## Exercise objective
Reproduce exactly, from the data that follows, the line with "Where can the bush be found here?", the line with "Target: green grass", and every line that lies between them.

## Exercise input
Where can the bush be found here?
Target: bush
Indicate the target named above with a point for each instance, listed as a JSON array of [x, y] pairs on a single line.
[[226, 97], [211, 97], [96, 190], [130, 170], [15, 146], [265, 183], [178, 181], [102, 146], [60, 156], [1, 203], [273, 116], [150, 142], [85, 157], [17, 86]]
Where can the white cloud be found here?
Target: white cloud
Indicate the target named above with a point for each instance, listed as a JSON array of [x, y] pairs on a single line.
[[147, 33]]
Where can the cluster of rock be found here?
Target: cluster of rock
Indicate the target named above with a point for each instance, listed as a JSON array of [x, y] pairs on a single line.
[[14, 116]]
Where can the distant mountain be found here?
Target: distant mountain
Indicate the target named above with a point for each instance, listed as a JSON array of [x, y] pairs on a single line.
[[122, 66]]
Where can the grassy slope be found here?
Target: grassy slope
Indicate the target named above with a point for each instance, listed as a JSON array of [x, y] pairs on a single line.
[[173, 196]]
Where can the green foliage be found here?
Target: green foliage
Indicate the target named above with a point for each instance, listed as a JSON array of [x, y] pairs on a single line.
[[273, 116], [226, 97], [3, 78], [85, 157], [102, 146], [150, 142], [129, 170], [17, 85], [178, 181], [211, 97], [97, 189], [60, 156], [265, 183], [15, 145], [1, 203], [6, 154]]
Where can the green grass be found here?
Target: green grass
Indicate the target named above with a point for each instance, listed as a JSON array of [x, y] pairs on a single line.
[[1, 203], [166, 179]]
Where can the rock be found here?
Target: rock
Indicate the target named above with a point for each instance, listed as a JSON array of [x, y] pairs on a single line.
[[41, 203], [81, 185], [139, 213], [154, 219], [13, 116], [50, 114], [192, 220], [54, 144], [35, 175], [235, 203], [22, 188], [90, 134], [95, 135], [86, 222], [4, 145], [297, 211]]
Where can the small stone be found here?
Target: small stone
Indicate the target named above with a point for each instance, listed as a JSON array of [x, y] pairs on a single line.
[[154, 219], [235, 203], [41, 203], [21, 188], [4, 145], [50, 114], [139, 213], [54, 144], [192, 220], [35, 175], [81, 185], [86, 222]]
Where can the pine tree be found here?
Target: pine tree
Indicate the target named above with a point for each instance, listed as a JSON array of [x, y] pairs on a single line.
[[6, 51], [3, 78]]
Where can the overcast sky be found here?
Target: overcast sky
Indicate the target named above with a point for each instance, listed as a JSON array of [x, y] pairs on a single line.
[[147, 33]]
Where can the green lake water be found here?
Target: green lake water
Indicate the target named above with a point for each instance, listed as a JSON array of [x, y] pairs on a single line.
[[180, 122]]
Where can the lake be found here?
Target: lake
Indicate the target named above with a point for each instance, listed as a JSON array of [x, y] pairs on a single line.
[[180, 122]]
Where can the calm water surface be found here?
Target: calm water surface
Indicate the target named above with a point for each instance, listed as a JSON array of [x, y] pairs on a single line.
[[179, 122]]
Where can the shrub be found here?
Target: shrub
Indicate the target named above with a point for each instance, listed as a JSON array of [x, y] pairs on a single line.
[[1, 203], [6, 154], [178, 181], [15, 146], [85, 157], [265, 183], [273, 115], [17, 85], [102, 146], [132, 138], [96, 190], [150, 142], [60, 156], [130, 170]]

---

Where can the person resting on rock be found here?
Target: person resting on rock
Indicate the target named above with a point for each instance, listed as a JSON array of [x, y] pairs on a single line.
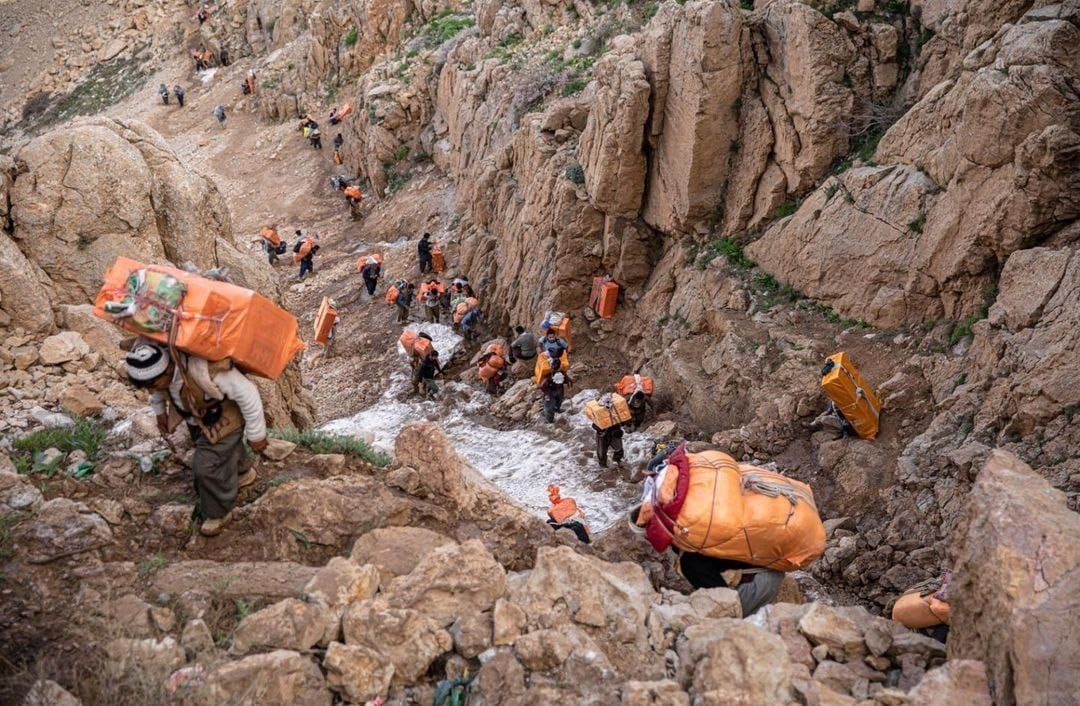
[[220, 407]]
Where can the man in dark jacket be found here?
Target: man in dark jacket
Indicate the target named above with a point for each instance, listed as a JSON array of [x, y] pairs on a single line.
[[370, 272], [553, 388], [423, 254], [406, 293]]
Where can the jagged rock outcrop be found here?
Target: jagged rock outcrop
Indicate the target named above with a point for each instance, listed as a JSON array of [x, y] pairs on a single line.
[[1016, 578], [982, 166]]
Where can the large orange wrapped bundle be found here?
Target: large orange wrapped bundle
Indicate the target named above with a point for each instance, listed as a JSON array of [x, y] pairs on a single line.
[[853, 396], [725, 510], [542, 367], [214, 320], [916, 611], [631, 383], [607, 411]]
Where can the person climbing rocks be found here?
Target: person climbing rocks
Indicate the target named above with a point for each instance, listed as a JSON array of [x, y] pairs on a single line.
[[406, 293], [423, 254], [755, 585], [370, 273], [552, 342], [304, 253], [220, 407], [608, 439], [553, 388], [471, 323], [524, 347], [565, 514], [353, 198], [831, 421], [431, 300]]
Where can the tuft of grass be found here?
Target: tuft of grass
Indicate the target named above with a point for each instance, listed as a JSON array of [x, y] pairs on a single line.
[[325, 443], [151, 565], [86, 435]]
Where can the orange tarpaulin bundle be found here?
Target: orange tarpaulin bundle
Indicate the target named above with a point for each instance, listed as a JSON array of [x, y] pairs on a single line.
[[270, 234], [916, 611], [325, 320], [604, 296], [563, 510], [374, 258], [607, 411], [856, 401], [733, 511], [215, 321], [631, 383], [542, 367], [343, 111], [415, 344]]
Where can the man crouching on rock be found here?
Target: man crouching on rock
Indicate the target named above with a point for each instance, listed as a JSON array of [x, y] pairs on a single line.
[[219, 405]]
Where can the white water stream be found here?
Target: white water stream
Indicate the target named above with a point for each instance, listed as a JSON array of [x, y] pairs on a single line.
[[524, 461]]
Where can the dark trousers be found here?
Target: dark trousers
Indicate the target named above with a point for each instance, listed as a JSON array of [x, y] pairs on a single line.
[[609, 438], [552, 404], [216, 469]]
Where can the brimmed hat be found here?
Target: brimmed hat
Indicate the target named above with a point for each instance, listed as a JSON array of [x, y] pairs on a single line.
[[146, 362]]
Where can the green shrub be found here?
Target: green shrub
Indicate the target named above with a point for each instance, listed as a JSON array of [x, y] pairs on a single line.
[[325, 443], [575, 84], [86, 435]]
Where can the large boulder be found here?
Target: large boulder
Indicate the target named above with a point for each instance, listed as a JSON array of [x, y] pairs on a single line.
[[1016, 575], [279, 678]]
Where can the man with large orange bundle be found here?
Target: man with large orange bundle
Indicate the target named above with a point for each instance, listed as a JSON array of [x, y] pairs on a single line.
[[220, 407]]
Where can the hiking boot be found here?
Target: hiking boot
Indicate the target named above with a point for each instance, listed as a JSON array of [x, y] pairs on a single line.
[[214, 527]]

## Written answer
Where can the bush be found here?
Target: bush
Indicate the target named above with a point for each instance, listed as a JSON array of [x, y] pairs on a single line.
[[226, 97], [211, 97], [96, 190], [130, 170], [15, 146], [265, 183], [178, 181], [102, 146], [60, 156], [1, 203], [273, 116], [150, 142], [85, 157], [17, 86]]
Where can the white cloud be found here?
Target: white cloud
Indicate the target named above with a point for each instance, listed as a JSON array of [x, y] pairs on a single line.
[[147, 33]]
Where can the cluster of rock be found here?
Target: cluster of rock
Indicate the target named above with a point for each instance, listed as a JSON array of [x, y] pairs on a single line.
[[14, 116]]
Where can the distant mountain be found here?
Target: distant mountain
Indicate the target named above with a point for each instance, listed as a JSON array of [x, y] pairs on a single line.
[[122, 66]]
Where can the grassy slope be found here?
Target: grassy slope
Indicate the target named above with a point for each instance, listed as a JSON array of [x, y] pairs on a single line.
[[173, 196]]
Where can the green foliage be found here?
Target: green foliage
Indicate the target named above with a point for each instance, listed as a JSON array of [x, y] pairs on a single line.
[[273, 116], [226, 97], [3, 78], [85, 157], [102, 146], [150, 142], [129, 170], [17, 85], [178, 181], [211, 97], [97, 189], [60, 156], [265, 183], [15, 145], [1, 203], [6, 154]]
Where can the green grass be found here?
Target: green grass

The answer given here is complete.